[Opening TEXT SHOWN section]

Recent protests in Melbourne underline that Australia has a serious problem with economic inequality, writes Duncan Storrar.
AS I SIT on my bush block in far north Queensland, I've watched from afar the events in Melbourne over the last few days.
Listening to the university-educated elite explain what is going on.
The privileged see the protesters as anti-vaxers and far-right extremists. I see a disaffected poor being exploited by the privileged right and the privileged left the have ridden off the back of fighting for the poor.
But they never really wanted to come down to "poverty street" and get to know us.
I left school at 13 years old. Five years ago, while getting a bus to a save public housing rally, I noticed graphite on the bus stop. It was swastika: that’s normal where I lived, it's what some silly 14-year-old boys do.
But what scared me was it came with a political message that migrants are taking our future jobs. This means that the right are actively recruiting, as it isn't normal for youth to include a message with that sign.
The next week, a man told a story of how a group came and mowed his mum's lawn and fixed her taps. This was a Proud Boys-esque group.
Since then, I have told anybody I could that the left has to become part of the poor community and not just see us as bloc of votes.
At Australian Council of Social Service (ACOSS) events, I’ve tried to tell anybody that would listen that the far-right is recruiting youth in my community. Nobody did.
Now COVID has come along and our so-called leaders have used it to divide us. We have been so willing to be divided. We talk of empathy then share stories about someone who didn’t believe in COVID and is now on a respirator, as if that justifies their severe illness.
Our parliaments, both state and federal, have spent two yrs doing this to us. It has brought out the worst in all of us.
Now, this is all a good, political game. But I was raised in poverty and will never be able to wash that stench off. I am still proud of my class.
Now, this is why I'm sad for my community. We had a chance to stop all this: we could have raised social security to above the poverty line and invested in public housing. Parliament could have had a bipartisan plan to end poverty. Instead, we got a cashless welfare card.
The poor have always had each others' backs. But the rest of society have used us for talking points: that we are scared, undereducated and fear a society that seems to not care about us.
I fear that my community is about to rip itself apart, because the privileged has abandoned us.
We down here at the bottom are about to tear ourselves apart because both sides of politics have used us in their ideological games.
We need to pull back and end poverty now. The Marching in the streets about masks is just a symptom; its what happens when you deprive generations of the poor an education and a path out of poverty.
I sit up here now in my paradise watching from afar the craziness of the last few days. Nobody sees poverty as the root cause of what is happening.
COVID is just the spark leaving me in fear that the poor once again will be both the scapegoat and receive society's anger. I also fear we can't stop all this now.
We have to welcome empathy, invest to end poverty now, not just talk about it for another generation.
Social security is called that because it keeps society secure when it no longer provides a decent safety net accessible for all.
Society becomes unstable where support isn't provided to all and this can manifest itself in events like those in Melbourne. The poor see this as the only choice.
But it isn’t really the poor's choice. It’s all of the rest of you that get to make the choice of where we go now.
Duncan Storrar is an anti-poverty advocate and has started an advocacy service for children in care and their families.

[Closing TEXT SHOWN section]
[Opening MATERIAL SUPPLIED section]

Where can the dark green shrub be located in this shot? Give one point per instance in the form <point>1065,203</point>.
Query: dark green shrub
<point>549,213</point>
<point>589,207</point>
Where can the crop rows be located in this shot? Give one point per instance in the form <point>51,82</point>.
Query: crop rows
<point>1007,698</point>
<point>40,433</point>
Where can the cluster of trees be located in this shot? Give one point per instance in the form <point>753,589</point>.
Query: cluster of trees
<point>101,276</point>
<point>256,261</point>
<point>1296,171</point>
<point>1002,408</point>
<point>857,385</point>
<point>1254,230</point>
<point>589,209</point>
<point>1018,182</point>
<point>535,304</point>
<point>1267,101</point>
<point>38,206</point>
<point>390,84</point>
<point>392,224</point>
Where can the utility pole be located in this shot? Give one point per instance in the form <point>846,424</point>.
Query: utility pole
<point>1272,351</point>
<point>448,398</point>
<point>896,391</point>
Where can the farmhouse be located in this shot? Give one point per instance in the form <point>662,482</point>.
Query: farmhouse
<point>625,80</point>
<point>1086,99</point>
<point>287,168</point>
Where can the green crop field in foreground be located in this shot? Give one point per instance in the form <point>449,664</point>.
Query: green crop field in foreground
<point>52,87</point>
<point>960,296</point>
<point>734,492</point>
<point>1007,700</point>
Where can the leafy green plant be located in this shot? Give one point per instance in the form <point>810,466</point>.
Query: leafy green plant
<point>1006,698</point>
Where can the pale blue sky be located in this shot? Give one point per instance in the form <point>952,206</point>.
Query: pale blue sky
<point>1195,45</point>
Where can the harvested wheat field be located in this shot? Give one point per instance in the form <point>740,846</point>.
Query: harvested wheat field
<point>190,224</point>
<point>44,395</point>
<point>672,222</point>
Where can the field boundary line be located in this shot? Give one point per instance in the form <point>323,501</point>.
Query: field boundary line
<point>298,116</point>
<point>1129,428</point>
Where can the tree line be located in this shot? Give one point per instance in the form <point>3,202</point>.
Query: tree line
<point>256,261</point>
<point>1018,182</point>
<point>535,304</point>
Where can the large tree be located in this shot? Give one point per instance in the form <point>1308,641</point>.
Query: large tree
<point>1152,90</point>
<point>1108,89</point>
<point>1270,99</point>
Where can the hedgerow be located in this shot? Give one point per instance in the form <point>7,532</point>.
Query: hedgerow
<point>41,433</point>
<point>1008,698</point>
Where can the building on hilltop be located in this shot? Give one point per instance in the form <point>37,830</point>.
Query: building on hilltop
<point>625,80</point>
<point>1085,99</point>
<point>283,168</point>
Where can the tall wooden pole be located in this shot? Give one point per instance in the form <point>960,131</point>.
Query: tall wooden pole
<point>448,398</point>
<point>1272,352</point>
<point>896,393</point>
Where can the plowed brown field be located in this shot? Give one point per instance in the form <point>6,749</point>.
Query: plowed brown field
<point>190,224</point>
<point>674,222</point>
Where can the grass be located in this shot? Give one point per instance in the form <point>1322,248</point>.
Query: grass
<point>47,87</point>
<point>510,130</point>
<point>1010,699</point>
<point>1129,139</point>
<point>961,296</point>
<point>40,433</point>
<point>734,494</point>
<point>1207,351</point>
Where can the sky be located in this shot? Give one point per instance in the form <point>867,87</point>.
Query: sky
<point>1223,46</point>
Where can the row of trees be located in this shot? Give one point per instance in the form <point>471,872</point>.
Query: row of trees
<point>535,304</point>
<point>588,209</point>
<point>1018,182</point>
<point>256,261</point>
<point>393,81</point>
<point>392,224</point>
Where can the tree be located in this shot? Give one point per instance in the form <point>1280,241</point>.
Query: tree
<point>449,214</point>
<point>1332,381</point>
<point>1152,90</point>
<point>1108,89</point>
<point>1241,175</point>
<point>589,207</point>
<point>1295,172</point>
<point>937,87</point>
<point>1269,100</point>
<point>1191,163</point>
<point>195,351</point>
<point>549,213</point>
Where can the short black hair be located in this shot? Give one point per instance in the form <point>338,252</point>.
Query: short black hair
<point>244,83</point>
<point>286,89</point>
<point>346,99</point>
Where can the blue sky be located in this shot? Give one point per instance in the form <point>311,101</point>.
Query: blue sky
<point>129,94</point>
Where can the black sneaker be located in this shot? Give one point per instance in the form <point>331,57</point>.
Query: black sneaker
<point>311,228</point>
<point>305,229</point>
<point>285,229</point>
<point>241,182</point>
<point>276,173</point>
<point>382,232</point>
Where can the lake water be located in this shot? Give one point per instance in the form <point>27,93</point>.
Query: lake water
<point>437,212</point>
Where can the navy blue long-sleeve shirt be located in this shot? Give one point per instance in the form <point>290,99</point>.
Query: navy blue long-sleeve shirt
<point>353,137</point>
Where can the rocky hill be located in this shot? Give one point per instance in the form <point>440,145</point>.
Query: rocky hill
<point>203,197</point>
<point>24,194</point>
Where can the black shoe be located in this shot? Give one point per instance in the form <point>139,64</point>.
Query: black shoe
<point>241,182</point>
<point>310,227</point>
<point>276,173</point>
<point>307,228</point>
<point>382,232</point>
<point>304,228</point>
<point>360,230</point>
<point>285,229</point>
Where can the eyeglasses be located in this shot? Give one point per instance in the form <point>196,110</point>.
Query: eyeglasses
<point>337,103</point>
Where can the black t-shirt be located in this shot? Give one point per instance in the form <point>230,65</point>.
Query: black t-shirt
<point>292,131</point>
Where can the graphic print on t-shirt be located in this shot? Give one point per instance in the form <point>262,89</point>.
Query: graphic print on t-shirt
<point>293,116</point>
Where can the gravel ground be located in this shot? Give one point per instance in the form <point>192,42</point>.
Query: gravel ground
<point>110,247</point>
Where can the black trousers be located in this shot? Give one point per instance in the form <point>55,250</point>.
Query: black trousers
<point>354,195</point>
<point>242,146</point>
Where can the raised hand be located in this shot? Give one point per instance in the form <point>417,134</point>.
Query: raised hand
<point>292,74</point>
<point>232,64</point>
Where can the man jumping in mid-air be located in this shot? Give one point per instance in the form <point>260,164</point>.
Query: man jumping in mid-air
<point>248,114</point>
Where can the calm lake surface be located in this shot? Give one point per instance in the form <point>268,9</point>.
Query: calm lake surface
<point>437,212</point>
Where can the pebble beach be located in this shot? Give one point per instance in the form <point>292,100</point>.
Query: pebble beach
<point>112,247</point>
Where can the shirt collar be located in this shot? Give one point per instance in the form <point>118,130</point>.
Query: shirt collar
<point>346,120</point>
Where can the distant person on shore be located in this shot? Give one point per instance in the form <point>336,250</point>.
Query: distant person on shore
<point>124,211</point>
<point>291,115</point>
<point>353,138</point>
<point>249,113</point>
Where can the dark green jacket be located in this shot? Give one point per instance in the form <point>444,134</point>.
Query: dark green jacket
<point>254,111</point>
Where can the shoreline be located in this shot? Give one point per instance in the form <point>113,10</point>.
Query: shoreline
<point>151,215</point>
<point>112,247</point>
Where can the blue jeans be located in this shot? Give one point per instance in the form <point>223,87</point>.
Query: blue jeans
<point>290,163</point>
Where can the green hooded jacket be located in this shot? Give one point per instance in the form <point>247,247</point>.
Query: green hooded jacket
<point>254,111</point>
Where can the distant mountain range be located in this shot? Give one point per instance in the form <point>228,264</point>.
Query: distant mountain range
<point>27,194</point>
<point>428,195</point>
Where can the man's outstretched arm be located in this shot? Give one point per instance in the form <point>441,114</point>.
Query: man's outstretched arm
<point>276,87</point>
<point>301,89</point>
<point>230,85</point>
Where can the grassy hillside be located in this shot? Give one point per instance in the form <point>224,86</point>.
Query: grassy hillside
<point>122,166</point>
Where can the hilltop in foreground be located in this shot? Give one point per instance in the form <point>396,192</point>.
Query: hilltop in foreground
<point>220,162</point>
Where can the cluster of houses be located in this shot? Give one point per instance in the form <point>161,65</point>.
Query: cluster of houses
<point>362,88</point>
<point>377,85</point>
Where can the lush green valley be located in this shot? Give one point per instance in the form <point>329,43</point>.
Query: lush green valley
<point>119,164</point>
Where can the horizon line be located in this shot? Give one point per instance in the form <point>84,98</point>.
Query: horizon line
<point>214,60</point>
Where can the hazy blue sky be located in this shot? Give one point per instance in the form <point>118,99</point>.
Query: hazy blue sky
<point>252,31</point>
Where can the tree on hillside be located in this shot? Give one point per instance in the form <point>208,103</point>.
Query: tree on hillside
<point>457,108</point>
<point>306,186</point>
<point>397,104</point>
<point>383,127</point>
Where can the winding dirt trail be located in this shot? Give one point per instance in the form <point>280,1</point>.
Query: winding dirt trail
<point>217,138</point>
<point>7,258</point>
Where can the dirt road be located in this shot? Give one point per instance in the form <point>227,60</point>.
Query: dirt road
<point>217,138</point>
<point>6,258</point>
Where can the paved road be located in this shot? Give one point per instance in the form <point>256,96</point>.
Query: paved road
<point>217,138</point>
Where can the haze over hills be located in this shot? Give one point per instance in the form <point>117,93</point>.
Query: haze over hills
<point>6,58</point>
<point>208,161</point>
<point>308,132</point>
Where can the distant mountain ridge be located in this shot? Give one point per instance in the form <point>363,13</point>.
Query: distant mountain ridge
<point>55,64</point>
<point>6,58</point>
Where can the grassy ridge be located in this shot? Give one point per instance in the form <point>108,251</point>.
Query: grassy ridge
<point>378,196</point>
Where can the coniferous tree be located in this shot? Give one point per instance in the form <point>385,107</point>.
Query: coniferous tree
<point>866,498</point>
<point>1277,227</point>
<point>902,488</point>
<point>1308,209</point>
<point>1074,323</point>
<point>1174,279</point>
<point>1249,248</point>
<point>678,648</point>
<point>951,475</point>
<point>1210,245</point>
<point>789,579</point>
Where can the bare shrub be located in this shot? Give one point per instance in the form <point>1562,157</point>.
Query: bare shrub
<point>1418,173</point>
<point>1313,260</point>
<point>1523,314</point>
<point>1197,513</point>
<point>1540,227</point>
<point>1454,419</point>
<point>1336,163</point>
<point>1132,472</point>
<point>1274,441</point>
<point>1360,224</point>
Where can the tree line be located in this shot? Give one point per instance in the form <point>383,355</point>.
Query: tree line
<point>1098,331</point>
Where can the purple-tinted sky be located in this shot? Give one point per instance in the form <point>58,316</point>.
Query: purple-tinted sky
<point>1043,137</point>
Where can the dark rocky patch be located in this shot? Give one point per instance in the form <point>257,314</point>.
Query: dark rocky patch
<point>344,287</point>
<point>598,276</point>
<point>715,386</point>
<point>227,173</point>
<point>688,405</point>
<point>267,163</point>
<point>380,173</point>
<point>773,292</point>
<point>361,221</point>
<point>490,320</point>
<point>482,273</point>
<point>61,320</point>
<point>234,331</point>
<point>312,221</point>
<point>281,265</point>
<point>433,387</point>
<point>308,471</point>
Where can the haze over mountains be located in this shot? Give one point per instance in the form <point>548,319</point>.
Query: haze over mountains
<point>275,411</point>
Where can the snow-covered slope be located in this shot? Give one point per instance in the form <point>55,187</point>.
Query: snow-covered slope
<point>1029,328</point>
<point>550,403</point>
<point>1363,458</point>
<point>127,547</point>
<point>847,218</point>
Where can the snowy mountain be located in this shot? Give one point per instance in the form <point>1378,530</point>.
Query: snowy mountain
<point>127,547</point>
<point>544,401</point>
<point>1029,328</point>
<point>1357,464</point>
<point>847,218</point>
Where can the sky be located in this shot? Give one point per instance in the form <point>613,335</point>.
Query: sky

[Closing MATERIAL SUPPLIED section]

WHAT YOU WILL DO —
a) According to the opinion piece on the Melbourne protests, at what age did its writer leave school?
b) From the opinion piece on the Melbourne protests, extract word for word the part that opens with the words "Our parliaments, both" and closes with "has abandoned us.".

ANSWERS FOR THE EXERCISE —
a) At 13 years old.

b)
Our parliaments, both state and federal, have spent two yrs doing this to us. It has brought out the worst in all of us.
Now, this is all a good, political game. But I was raised in poverty and will never be able to wash that stench off. I am still proud of my class.
Now, this is why I'm sad for my community. We had a chance to stop all this: we could have raised social security to above the poverty line and invested in public housing. Parliament could have had a bipartisan plan to end poverty. Instead, we got a cashless welfare card.
The poor have always had each others' backs. But the rest of society have used us for talking points: that we are scared, undereducated and fear a society that seems to not care about us.
I fear that my community is about to rip itself apart, because the privileged has abandoned us.